Start of Exercise materials

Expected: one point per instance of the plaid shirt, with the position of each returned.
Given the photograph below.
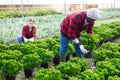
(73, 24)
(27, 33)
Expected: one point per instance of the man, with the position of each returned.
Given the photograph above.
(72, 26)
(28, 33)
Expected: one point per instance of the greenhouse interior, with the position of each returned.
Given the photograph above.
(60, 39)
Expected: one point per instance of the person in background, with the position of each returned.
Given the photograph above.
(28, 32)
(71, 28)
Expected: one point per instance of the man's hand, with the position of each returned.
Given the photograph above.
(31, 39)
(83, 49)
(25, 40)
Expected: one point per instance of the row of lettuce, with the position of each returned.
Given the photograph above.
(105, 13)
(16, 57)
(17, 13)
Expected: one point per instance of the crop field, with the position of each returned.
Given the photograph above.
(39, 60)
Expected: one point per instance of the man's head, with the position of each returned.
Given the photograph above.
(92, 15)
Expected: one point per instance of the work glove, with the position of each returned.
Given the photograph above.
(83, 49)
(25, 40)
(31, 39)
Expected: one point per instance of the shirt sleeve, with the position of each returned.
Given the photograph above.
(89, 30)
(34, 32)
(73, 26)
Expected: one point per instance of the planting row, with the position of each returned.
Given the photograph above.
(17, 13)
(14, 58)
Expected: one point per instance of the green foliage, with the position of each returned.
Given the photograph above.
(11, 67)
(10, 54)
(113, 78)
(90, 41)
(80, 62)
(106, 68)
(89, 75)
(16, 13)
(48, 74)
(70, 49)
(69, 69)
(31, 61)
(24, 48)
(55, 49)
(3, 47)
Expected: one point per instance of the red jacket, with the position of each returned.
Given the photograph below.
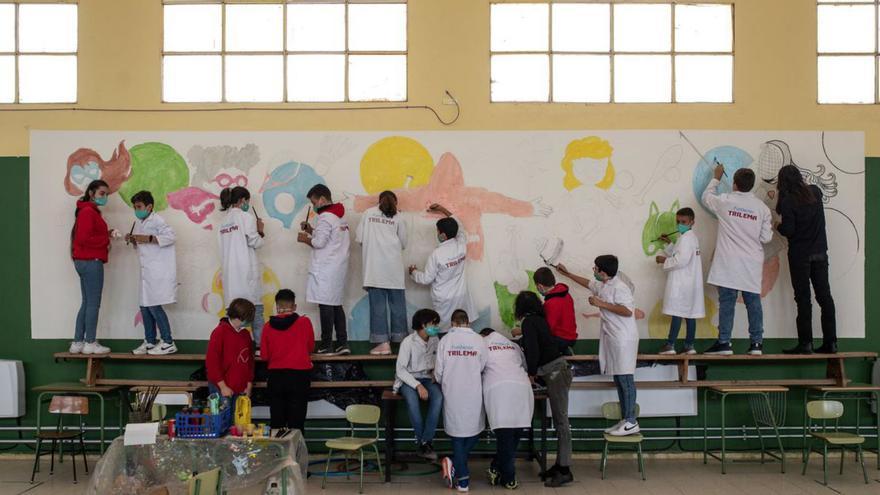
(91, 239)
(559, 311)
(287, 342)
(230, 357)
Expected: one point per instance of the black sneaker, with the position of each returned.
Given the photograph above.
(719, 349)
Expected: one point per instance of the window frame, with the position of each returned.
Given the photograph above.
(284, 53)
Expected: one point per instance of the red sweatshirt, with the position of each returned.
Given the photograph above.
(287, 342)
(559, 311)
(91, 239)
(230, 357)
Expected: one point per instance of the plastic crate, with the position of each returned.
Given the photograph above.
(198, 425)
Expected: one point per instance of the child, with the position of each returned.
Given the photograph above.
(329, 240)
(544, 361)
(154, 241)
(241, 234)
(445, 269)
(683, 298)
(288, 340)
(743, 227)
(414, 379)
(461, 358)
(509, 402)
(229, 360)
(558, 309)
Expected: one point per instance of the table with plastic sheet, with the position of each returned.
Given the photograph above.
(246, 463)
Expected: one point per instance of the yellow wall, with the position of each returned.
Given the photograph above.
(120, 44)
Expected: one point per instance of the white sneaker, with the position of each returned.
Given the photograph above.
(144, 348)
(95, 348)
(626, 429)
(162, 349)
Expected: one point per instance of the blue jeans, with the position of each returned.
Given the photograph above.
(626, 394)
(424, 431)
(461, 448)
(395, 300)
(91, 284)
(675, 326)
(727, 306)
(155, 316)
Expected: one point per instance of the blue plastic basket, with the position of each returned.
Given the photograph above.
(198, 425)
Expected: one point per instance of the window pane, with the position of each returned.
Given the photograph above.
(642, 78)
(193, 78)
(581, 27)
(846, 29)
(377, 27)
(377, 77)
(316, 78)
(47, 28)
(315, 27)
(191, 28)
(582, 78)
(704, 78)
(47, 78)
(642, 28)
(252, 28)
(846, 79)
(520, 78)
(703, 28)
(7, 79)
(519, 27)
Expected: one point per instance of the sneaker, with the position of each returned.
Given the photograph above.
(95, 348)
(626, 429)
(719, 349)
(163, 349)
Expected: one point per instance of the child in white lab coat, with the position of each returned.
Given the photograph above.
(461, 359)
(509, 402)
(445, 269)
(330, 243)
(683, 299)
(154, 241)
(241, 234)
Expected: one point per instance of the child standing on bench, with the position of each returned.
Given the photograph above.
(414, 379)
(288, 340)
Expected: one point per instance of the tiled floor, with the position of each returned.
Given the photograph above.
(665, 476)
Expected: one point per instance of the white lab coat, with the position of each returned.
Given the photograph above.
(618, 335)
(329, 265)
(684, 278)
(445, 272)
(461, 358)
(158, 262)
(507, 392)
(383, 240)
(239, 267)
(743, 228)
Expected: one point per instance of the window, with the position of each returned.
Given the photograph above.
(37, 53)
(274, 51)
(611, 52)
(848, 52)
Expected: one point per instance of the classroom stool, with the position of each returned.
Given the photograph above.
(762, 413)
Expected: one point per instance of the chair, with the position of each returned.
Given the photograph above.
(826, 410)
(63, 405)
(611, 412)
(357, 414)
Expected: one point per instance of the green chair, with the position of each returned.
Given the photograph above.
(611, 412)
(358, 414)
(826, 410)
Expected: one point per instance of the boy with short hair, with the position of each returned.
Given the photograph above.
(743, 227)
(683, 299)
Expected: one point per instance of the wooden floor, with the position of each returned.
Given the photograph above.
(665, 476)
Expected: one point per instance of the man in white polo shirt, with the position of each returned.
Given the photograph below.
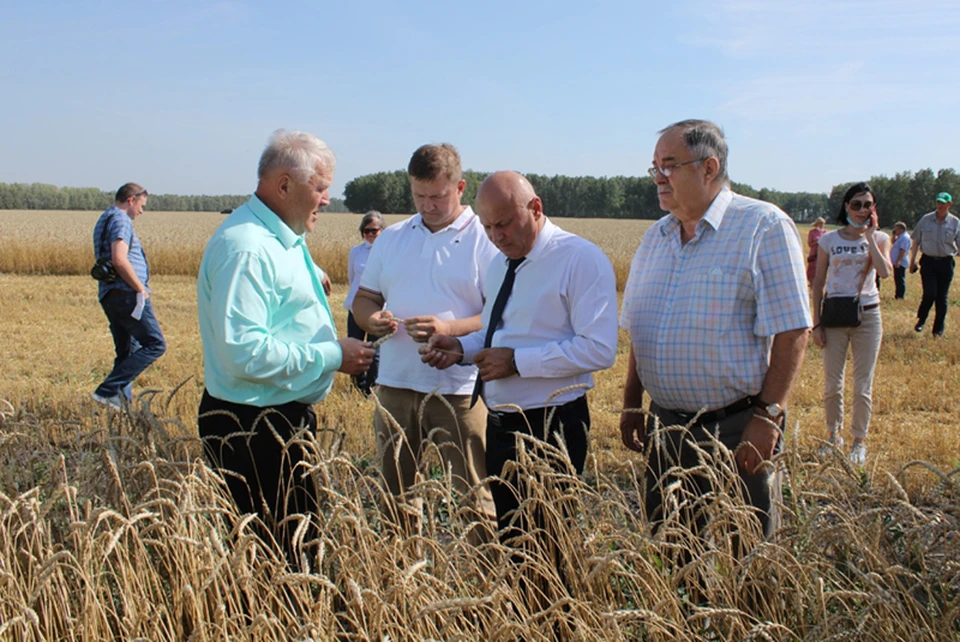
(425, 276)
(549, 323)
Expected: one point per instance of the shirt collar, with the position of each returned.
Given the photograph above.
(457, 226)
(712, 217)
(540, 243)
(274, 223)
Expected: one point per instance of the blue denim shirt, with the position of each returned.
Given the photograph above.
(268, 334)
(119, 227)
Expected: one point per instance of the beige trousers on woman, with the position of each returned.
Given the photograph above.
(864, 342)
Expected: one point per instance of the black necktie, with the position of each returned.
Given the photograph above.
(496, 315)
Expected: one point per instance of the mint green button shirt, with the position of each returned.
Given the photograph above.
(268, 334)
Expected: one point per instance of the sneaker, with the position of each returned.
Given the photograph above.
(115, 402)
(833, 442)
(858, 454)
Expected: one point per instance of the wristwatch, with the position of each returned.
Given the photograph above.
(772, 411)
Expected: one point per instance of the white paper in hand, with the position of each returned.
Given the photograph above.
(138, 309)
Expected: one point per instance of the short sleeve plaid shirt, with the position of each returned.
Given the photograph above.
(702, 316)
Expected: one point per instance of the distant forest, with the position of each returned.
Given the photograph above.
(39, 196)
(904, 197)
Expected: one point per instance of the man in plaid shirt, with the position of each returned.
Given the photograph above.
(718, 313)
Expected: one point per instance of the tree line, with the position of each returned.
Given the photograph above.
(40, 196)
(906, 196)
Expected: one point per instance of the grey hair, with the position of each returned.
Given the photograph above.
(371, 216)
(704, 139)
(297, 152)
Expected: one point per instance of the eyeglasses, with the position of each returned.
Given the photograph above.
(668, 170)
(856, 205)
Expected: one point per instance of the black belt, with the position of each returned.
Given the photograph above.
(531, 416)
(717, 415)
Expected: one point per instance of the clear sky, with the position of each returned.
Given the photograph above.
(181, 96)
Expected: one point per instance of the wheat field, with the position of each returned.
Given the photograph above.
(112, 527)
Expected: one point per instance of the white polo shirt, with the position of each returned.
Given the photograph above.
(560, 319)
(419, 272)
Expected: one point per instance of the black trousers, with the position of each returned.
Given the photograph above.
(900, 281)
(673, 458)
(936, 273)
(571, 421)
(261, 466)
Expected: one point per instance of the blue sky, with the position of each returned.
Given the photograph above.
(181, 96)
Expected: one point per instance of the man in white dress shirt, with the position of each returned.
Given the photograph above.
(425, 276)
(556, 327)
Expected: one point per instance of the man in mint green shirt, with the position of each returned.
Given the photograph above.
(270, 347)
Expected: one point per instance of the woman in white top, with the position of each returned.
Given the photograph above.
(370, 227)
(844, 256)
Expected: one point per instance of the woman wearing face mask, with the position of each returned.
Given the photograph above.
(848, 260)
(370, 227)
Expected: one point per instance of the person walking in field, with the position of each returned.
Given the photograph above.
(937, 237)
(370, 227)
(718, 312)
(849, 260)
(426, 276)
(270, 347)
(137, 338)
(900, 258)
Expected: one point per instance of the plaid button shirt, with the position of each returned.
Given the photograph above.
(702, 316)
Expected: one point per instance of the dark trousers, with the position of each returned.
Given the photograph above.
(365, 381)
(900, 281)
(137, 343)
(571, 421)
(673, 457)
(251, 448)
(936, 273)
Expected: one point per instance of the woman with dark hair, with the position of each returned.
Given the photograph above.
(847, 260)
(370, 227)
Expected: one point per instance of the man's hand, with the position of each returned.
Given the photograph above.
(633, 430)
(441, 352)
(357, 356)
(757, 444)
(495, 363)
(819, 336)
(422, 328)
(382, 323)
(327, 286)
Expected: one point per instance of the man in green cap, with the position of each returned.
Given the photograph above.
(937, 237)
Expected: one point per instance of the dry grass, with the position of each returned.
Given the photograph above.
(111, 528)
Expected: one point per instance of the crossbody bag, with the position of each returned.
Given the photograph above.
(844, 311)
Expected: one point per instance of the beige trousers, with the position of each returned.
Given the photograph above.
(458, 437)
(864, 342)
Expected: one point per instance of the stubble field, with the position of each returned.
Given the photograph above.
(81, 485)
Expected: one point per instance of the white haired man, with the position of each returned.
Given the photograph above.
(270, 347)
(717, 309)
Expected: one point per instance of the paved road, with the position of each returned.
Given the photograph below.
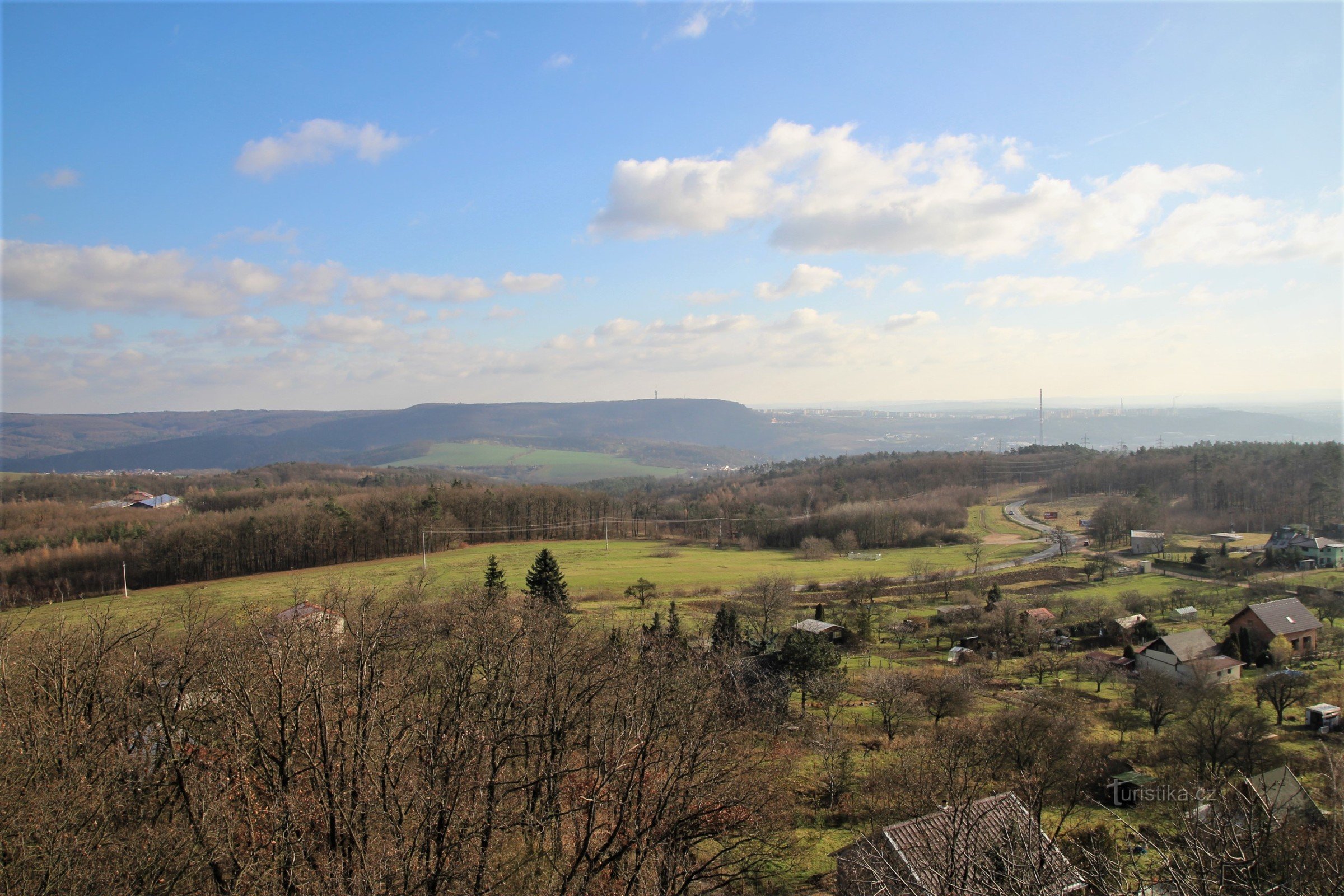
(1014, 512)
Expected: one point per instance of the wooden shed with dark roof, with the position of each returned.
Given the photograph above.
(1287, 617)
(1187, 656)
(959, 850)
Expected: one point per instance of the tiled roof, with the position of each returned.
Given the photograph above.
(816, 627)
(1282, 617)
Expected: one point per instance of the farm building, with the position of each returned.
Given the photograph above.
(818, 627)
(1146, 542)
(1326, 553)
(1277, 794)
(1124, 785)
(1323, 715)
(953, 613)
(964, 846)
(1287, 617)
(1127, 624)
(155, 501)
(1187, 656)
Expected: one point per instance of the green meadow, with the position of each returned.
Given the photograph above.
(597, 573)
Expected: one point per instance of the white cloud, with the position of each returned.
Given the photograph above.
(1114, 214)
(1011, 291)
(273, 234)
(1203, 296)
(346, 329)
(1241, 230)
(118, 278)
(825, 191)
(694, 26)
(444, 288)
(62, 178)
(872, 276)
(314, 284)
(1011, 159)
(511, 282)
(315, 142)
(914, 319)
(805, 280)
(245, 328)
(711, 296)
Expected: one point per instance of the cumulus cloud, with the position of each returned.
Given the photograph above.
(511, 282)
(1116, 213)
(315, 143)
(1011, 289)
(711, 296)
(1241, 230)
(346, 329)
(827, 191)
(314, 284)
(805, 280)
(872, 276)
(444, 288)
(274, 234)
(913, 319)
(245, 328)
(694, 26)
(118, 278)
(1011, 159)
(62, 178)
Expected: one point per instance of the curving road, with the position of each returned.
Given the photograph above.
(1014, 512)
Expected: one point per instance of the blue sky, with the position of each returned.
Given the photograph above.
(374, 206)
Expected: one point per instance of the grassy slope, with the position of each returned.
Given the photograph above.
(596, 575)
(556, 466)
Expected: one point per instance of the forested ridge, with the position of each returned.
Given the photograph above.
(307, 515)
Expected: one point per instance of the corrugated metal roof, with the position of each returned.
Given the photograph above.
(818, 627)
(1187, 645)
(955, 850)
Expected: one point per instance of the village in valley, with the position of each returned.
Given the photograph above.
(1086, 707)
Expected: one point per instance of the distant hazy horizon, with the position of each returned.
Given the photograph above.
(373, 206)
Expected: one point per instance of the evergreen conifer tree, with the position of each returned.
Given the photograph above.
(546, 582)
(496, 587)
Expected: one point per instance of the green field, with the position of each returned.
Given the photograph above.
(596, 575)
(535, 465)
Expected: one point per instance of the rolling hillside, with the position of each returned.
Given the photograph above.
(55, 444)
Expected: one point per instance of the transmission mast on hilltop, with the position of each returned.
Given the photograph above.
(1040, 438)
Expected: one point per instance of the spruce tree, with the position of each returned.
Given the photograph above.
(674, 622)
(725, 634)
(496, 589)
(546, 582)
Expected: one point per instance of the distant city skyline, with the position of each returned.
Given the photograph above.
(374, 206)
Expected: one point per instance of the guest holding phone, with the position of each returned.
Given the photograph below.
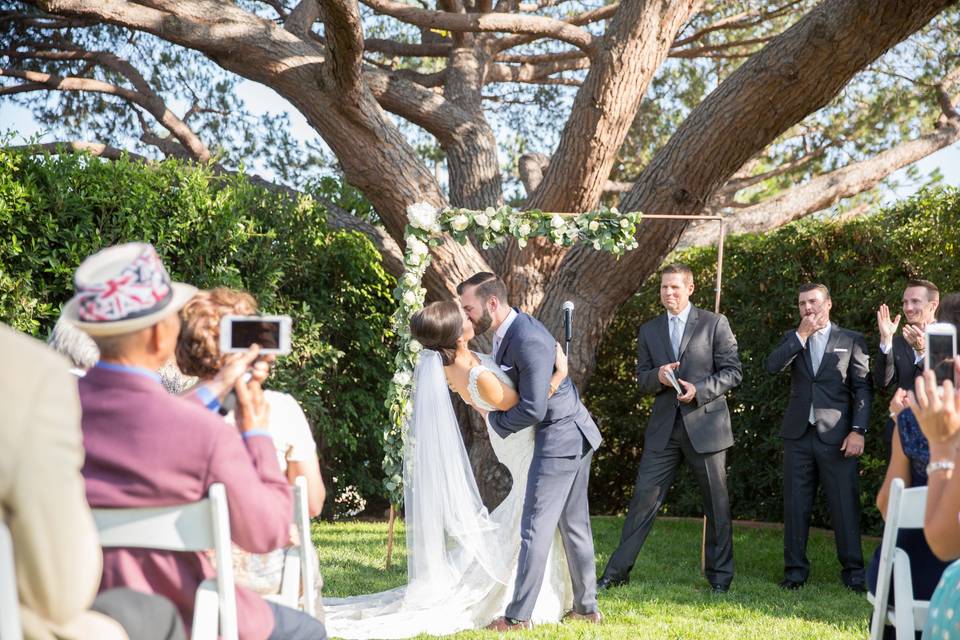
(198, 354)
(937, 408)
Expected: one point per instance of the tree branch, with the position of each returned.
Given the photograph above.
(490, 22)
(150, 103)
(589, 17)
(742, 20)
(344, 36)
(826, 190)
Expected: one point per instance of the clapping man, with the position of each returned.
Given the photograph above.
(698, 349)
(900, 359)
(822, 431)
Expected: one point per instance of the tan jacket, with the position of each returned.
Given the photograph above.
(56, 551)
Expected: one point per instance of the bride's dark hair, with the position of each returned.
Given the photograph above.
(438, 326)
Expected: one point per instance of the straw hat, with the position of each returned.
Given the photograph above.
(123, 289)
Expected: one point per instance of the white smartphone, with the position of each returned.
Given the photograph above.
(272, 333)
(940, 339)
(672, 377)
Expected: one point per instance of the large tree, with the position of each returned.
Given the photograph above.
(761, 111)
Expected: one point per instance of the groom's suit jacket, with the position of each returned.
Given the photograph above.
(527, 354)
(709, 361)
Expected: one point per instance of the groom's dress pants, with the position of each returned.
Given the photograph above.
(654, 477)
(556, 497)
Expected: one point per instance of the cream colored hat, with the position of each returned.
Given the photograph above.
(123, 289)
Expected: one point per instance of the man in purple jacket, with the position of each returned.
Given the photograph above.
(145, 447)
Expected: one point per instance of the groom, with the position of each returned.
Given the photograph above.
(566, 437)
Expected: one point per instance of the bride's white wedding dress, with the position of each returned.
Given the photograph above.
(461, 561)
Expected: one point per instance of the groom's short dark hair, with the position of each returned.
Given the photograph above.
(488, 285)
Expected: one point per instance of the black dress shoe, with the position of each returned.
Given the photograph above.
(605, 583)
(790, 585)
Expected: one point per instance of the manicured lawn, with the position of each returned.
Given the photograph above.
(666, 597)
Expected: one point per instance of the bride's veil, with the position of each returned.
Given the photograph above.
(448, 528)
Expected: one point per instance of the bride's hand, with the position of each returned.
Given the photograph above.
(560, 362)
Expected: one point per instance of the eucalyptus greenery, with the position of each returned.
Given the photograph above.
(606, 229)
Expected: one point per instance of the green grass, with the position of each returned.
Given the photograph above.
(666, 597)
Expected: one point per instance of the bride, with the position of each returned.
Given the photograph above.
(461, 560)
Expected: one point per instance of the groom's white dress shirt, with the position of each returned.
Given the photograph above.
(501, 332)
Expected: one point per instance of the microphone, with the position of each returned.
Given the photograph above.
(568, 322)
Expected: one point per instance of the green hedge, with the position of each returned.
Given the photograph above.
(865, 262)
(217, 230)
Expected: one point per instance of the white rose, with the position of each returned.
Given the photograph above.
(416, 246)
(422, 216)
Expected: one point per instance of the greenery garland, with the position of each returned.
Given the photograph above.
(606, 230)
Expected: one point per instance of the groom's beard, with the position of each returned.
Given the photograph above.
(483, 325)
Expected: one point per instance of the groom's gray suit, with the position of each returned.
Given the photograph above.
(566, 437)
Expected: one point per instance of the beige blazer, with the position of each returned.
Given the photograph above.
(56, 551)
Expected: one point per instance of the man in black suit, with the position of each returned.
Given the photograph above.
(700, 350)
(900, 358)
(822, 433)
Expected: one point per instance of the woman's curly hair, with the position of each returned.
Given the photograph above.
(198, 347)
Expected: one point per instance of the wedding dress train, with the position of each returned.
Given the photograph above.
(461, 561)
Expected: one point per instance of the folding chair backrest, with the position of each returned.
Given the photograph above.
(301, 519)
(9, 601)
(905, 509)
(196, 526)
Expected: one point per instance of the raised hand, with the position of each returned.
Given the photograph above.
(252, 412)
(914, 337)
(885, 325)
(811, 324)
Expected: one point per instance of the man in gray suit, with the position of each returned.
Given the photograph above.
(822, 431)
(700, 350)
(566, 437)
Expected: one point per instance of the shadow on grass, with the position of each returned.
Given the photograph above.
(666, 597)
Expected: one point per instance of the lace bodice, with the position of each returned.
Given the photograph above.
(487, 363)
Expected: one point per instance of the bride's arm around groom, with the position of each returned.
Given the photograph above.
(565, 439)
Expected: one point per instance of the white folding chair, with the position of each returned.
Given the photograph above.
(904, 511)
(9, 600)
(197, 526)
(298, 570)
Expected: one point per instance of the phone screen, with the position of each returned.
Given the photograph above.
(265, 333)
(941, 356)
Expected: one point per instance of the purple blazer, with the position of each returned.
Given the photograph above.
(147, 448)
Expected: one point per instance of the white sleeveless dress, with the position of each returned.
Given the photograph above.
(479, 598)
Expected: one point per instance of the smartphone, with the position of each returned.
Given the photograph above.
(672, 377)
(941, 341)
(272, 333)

End of Exercise materials

Starting from the data above, filter for lines with "tiled" and copy each one.

Solution to the problem -
Expected: one point per instance of the tiled floor, with the position of each returned.
Expected: one point per instance of the tiled roof, with the position of each returned.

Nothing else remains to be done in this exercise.